■ **Task to complete**: Each entry below is to be transcribed exactly.

■ **Records supplied**:
※
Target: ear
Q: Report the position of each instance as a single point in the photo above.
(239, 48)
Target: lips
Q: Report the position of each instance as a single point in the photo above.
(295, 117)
※
■ **Output**:
Target: ear
Q: Report the position of each instance as a single point in the photo above.
(239, 48)
Target: lips
Q: Report the position of each instance as a single point in the photo above.
(295, 117)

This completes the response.